Two types of linear models were developed: Simple linear regression and multiple linear regression model. In simple linear regression model, only one dependent variable (predictor) was used. This helps correct slopes and offsets (intercepts) values of the lower-cost sensors to improve the accuracy of results. During calibration, the measurements are regressed vs reference measurements, where readings from the E-MOTEs (NO_mean or NO2_mean) are taken as independent (x-axis) and reference readings (NO_DG or NO2_DG) as the dependent (y-axis) variable. The regression model is run and values of slopes and intercepts are calculated as shown in Eqs. 1 and 2; here, DG stands for Devonshire Green which is the location of a reference air quality monitoring station and NO_mean is the average of the readings from all the sensors.

(Dataset rows showing where objects appear)
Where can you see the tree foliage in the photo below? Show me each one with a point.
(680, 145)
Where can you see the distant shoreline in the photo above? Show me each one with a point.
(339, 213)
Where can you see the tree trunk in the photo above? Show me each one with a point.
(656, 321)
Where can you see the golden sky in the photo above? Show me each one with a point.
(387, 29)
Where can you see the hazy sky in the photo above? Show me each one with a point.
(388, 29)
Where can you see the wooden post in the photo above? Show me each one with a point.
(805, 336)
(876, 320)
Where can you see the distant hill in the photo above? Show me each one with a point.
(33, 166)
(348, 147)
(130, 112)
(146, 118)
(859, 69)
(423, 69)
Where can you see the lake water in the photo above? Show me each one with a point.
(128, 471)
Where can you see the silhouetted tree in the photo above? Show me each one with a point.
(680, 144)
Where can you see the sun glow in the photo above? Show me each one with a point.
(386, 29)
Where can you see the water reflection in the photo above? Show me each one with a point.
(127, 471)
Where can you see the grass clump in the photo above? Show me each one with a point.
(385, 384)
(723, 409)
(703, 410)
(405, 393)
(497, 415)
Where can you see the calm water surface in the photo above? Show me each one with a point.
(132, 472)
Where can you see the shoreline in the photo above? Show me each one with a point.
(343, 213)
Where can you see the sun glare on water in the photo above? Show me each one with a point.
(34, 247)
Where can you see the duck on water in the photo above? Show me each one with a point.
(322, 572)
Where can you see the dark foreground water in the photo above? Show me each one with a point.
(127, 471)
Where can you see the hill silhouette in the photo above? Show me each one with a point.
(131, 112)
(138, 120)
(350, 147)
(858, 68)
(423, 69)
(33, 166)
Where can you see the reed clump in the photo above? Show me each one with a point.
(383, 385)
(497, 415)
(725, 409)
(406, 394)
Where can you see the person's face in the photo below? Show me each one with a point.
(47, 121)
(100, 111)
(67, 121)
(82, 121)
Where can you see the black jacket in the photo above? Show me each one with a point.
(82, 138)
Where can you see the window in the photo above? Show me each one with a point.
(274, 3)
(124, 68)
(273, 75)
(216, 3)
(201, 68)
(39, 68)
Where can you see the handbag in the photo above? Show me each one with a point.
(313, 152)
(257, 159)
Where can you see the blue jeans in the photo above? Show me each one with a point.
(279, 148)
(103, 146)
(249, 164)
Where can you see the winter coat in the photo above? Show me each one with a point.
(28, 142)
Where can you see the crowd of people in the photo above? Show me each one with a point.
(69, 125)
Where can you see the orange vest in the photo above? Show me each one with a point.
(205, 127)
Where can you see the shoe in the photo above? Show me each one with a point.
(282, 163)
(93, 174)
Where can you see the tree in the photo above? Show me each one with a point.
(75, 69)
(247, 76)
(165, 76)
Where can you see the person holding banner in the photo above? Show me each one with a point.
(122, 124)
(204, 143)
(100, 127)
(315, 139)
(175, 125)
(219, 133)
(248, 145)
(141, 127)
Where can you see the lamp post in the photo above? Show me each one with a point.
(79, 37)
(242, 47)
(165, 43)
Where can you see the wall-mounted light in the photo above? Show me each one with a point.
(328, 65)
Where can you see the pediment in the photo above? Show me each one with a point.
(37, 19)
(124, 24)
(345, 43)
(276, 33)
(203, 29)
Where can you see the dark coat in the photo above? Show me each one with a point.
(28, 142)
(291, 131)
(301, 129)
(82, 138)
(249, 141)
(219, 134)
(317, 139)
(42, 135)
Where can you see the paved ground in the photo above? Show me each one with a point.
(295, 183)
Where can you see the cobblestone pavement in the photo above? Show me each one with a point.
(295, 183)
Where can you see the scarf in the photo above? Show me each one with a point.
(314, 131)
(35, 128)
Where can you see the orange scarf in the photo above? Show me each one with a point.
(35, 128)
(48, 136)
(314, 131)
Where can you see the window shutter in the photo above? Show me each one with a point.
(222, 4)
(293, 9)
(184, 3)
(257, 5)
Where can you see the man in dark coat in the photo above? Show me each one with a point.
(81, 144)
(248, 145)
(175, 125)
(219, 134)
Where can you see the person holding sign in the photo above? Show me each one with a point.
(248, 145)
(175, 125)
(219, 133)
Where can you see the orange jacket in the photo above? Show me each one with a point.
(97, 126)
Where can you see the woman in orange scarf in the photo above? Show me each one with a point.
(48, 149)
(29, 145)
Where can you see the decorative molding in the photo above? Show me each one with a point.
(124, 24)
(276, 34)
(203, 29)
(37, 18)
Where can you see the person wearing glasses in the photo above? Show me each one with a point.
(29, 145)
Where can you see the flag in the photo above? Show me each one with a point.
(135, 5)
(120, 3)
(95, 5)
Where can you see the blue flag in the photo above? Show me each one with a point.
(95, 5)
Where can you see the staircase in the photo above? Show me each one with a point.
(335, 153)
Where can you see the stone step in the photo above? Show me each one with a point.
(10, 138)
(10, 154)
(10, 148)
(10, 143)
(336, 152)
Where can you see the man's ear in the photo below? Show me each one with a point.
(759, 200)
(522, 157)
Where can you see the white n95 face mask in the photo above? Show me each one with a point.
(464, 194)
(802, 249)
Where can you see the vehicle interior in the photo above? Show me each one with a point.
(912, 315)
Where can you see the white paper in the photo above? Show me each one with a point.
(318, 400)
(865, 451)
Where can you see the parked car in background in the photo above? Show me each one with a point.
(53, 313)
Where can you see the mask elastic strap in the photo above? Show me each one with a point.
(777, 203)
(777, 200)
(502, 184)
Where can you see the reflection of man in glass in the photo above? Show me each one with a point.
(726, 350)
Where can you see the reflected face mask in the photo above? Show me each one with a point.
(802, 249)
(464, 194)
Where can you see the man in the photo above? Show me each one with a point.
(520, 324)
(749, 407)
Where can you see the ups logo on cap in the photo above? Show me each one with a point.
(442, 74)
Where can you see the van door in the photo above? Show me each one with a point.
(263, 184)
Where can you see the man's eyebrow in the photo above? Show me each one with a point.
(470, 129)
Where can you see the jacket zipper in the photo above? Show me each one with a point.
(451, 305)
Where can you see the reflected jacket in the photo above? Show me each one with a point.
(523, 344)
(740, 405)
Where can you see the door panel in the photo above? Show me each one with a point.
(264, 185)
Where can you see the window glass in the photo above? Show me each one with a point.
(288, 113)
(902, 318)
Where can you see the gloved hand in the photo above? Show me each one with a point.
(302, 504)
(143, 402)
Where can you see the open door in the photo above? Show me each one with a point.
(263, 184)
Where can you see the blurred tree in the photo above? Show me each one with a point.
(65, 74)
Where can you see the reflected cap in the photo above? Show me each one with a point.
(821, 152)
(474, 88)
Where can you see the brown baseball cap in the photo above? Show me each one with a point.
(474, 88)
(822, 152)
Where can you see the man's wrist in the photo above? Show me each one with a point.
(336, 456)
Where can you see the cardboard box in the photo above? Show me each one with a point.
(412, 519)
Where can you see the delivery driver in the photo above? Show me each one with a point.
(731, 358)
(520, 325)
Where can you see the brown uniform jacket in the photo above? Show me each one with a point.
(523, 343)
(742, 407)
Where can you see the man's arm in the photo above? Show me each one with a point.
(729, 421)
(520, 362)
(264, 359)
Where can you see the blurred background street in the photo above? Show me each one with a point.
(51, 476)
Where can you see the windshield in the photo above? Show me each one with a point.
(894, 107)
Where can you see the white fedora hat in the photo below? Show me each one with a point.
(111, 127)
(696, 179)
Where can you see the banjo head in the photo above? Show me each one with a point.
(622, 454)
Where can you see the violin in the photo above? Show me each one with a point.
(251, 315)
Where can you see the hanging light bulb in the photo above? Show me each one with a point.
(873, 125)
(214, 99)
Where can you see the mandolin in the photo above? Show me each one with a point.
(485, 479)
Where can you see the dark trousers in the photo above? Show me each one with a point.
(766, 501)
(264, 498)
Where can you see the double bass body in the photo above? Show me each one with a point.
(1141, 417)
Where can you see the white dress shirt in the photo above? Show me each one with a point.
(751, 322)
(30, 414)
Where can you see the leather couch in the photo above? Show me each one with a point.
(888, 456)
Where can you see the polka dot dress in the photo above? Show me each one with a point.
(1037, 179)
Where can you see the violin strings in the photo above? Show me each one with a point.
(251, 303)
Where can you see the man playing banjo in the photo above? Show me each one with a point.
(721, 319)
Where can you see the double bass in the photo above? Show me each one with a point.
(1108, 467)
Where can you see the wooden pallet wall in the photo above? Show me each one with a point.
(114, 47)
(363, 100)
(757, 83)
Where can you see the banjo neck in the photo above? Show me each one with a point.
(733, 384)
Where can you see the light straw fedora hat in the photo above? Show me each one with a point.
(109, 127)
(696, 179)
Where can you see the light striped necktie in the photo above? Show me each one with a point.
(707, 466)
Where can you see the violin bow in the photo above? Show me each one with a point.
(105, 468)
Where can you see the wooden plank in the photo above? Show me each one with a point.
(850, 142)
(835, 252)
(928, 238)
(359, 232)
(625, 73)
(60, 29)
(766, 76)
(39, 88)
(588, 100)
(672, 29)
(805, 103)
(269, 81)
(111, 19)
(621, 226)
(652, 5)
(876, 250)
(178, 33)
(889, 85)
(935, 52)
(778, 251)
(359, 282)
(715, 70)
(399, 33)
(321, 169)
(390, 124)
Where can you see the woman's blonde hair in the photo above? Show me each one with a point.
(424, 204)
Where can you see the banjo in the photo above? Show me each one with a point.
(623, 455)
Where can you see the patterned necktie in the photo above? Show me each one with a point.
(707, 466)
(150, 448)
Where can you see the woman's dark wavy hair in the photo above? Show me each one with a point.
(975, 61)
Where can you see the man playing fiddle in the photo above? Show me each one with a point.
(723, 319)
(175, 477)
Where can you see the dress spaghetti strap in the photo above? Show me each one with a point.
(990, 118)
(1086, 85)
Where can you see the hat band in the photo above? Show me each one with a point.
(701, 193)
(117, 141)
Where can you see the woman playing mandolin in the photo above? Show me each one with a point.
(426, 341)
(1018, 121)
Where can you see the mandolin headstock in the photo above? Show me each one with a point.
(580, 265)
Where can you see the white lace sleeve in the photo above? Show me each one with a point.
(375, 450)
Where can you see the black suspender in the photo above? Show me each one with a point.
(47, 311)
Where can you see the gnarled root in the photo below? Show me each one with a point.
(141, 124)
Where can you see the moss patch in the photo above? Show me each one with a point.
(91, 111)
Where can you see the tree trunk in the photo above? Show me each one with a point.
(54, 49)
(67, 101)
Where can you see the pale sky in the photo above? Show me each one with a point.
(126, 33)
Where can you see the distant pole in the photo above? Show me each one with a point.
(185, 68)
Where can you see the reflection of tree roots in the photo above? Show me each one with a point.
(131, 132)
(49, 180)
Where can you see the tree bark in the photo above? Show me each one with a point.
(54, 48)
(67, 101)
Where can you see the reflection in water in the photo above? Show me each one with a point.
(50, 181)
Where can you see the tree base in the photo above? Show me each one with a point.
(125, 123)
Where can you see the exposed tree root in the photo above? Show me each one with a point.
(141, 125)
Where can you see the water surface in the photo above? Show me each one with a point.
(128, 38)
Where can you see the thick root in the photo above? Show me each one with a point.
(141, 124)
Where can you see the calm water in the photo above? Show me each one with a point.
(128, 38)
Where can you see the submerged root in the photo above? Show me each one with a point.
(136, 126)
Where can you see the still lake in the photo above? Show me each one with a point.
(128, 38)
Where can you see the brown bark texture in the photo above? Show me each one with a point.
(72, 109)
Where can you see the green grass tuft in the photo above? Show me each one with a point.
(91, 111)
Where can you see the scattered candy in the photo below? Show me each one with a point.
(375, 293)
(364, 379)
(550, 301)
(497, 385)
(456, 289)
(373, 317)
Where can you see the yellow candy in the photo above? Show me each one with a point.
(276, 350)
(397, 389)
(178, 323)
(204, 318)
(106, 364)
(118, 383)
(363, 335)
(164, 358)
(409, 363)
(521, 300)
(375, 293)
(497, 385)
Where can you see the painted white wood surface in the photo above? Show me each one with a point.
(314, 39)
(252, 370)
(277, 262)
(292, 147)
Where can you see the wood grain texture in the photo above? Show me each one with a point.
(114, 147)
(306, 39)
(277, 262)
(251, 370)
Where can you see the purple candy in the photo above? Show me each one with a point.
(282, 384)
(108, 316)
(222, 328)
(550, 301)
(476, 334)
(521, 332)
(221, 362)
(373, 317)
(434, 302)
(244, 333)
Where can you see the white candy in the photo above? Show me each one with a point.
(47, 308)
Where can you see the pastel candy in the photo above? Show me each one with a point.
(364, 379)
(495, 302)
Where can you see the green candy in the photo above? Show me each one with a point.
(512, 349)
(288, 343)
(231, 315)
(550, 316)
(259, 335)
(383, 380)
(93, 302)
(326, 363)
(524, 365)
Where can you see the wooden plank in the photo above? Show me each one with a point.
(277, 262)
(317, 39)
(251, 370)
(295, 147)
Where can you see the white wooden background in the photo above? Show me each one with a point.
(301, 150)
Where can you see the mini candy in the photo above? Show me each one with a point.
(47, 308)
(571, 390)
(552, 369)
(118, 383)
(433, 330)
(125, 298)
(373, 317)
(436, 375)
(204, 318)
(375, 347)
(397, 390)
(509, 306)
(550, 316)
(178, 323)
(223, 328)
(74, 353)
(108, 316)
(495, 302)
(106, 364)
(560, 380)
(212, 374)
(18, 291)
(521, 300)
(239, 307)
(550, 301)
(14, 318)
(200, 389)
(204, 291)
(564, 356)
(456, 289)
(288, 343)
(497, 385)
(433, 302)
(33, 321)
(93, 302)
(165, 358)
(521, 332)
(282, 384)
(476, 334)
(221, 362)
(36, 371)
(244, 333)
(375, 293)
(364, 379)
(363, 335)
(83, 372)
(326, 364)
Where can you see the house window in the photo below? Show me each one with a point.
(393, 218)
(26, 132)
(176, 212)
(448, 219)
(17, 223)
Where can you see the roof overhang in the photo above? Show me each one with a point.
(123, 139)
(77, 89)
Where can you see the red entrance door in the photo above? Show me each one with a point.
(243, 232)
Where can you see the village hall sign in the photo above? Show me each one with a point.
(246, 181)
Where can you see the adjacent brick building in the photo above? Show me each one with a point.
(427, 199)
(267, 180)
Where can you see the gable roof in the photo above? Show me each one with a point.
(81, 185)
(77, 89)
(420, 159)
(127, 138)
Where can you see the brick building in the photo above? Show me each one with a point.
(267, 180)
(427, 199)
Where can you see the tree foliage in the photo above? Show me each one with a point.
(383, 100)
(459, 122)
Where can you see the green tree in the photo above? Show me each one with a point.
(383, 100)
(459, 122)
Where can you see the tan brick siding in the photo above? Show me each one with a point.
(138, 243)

◆ Request 1
Extract every line of the records that contains the string "light", treating uppercase and lowercase as different.
◆ Request 2
Continue the passage on calibrating low-cost air quality sensors with linear regression, starting after its final sentence.
The text on sensor calibration and the records have no connection to each other.

◆ Answer 1
Where can you see the wall-mounted light in the photo above? Show me each one with a point.
Where can you see the hanging light bulb in the photo above? Show me each one with a point.
Where can you see the light straw fedora hat in the photo above? Show me each one with a point.
Where can you see the light striped necktie in the photo above? Show me each one with a point.

◆ Answer 2
$$ \mathrm{NO}\_\mathrm{DG}={\upbeta}_{\mathrm{o}}+{\upbeta}_1\left(\mathrm{NO}\_\mathrm{mean}\right)+\upvarepsilon $$
(1)
$$ {\mathrm{NO}}_2\_\mathrm{DG}={\upbeta}_{\mathrm{o}}+{\upbeta}_1\left({\mathrm{NO}}_2\_\mathrm{mean}\right)+\upvarepsilon $$
(2)

The values of slopes and intercepts are then applied to the whole dataset of E-MOTEs.

βo is the intercept, β1 is the coefficient or slope, Ɛ is the error term (the difference between observed and modelled concentrations).

To account for cross interference and for the effect of meteorological parameters, a multiple linear regression model was developed for each NO and NO2 value as given in Eqs. 3 and 4 using the predictors selected in the model selection section (3.2.1).

$$ \mathrm{NO}\_\mathrm{DG}={\upbeta}_{\mathrm{o}}+{\upbeta}_1\ \left(\mathrm{NO}\_\mathrm{mean}\right)+{\upbeta}_2\ \left({\mathrm{NO}}_2\_\mathrm{DG}\right)+{\upbeta}_3\ \left({\mathrm{NO}}_2\_\mathrm{mean}\right)+{\upbeta}_4\ \left(\mathrm{WS}\right)+{\upbeta}_5\ \left(\mathrm{RH}\right)+{\upbeta}_6\ \left(\mathrm{Temp}\right)+\upvarepsilon $$
(3)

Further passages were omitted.